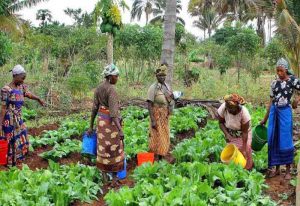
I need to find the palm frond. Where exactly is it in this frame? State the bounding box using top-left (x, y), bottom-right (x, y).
top-left (8, 0), bottom-right (48, 13)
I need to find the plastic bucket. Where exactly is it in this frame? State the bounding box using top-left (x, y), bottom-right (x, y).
top-left (251, 125), bottom-right (268, 151)
top-left (117, 158), bottom-right (127, 179)
top-left (221, 144), bottom-right (247, 168)
top-left (137, 152), bottom-right (154, 166)
top-left (81, 132), bottom-right (97, 155)
top-left (0, 140), bottom-right (8, 165)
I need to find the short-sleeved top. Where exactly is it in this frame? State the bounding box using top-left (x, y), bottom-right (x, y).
top-left (0, 84), bottom-right (30, 105)
top-left (270, 76), bottom-right (300, 107)
top-left (147, 83), bottom-right (172, 106)
top-left (93, 81), bottom-right (121, 118)
top-left (218, 103), bottom-right (251, 131)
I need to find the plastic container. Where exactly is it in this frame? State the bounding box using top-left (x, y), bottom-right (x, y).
top-left (137, 152), bottom-right (154, 166)
top-left (221, 144), bottom-right (247, 168)
top-left (0, 140), bottom-right (8, 165)
top-left (81, 132), bottom-right (97, 156)
top-left (117, 158), bottom-right (127, 180)
top-left (251, 125), bottom-right (268, 151)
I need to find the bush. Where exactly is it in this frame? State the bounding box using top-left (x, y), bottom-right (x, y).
top-left (0, 32), bottom-right (12, 66)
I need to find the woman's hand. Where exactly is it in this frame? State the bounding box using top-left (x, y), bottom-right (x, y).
top-left (241, 145), bottom-right (247, 158)
top-left (87, 127), bottom-right (93, 136)
top-left (259, 119), bottom-right (267, 125)
top-left (292, 99), bottom-right (298, 109)
top-left (225, 134), bottom-right (233, 143)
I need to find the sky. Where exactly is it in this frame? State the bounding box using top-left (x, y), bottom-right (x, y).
top-left (18, 0), bottom-right (203, 37)
top-left (18, 0), bottom-right (274, 39)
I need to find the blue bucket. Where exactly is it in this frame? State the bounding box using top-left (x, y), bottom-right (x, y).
top-left (81, 132), bottom-right (97, 155)
top-left (117, 158), bottom-right (127, 180)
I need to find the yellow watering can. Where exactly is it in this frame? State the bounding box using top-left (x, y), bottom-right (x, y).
top-left (221, 144), bottom-right (247, 168)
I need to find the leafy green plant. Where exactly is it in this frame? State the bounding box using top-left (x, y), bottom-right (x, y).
top-left (0, 161), bottom-right (102, 206)
top-left (0, 32), bottom-right (12, 67)
top-left (30, 119), bottom-right (89, 148)
top-left (104, 162), bottom-right (276, 206)
top-left (39, 139), bottom-right (81, 161)
top-left (22, 107), bottom-right (37, 121)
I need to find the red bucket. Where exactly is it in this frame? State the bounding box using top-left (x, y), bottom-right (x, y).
top-left (0, 140), bottom-right (8, 165)
top-left (137, 152), bottom-right (154, 166)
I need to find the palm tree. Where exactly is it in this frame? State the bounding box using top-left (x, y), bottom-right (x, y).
top-left (0, 0), bottom-right (47, 33)
top-left (193, 9), bottom-right (224, 39)
top-left (93, 0), bottom-right (128, 64)
top-left (193, 17), bottom-right (207, 40)
top-left (131, 0), bottom-right (155, 25)
top-left (161, 0), bottom-right (177, 86)
top-left (275, 0), bottom-right (300, 77)
top-left (36, 9), bottom-right (52, 27)
top-left (150, 0), bottom-right (185, 25)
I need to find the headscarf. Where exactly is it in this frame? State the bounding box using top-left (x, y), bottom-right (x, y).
top-left (276, 58), bottom-right (293, 75)
top-left (102, 64), bottom-right (120, 77)
top-left (224, 94), bottom-right (246, 106)
top-left (11, 64), bottom-right (26, 75)
top-left (155, 65), bottom-right (168, 75)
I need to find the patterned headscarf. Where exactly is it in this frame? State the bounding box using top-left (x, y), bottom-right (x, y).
top-left (224, 94), bottom-right (246, 106)
top-left (276, 58), bottom-right (293, 75)
top-left (11, 64), bottom-right (26, 75)
top-left (155, 65), bottom-right (168, 75)
top-left (102, 64), bottom-right (120, 77)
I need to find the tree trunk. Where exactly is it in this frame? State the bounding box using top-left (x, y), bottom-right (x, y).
top-left (107, 33), bottom-right (114, 64)
top-left (43, 52), bottom-right (49, 74)
top-left (256, 16), bottom-right (266, 46)
top-left (207, 28), bottom-right (211, 38)
top-left (161, 0), bottom-right (177, 86)
top-left (146, 12), bottom-right (149, 25)
top-left (269, 17), bottom-right (272, 41)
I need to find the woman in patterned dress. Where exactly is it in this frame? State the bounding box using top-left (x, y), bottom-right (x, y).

___

BRIEF: Scale every bounding-box coordinate in the answers by 1.75, rounding to whole numbers with halves rounded up, and write out only the lines from the start of the material up to and including the line with "top-left (225, 134), bottom-right (233, 143)", requests included and unchanged. Leave the pictures out.

EXERCISE SOLUTION:
I need to find the palm frond. Where exactly is it in this frame? State the bounding box using top-left (x, y), bottom-right (x, y).
top-left (14, 0), bottom-right (84, 23)
I need to find the plastic bucket. Where exactly is it in this frame? State the bounding box using top-left (x, y), bottom-right (x, y).
top-left (439, 219), bottom-right (469, 264)
top-left (205, 277), bottom-right (222, 313)
top-left (387, 252), bottom-right (432, 294)
top-left (240, 266), bottom-right (270, 291)
top-left (142, 231), bottom-right (170, 271)
top-left (0, 245), bottom-right (14, 289)
I need to find the short-sleeved top. Where exactly is it in this frame? State the bounding box using top-left (x, y), bottom-right (x, y).
top-left (0, 147), bottom-right (53, 184)
top-left (473, 133), bottom-right (525, 187)
top-left (257, 145), bottom-right (301, 186)
top-left (163, 142), bottom-right (212, 207)
top-left (382, 180), bottom-right (439, 229)
I need to find the plastic container. Where exactly is it in this frame? State the bounding box using top-left (x, y), bottom-right (x, y).
top-left (240, 266), bottom-right (270, 291)
top-left (387, 252), bottom-right (432, 294)
top-left (0, 245), bottom-right (14, 289)
top-left (142, 231), bottom-right (170, 273)
top-left (205, 277), bottom-right (222, 315)
top-left (439, 219), bottom-right (469, 264)
I need to find the bush. Where exactly is it in this frame? State the bounding box using top-left (x, y), bottom-right (x, y).
top-left (0, 56), bottom-right (21, 116)
I need to find the woman's hand. Where exactly is it in this frame? State the bounding box using top-left (x, y), bottom-right (x, y).
top-left (422, 254), bottom-right (432, 277)
top-left (152, 222), bottom-right (163, 238)
top-left (453, 208), bottom-right (467, 219)
top-left (511, 173), bottom-right (522, 191)
top-left (394, 235), bottom-right (408, 250)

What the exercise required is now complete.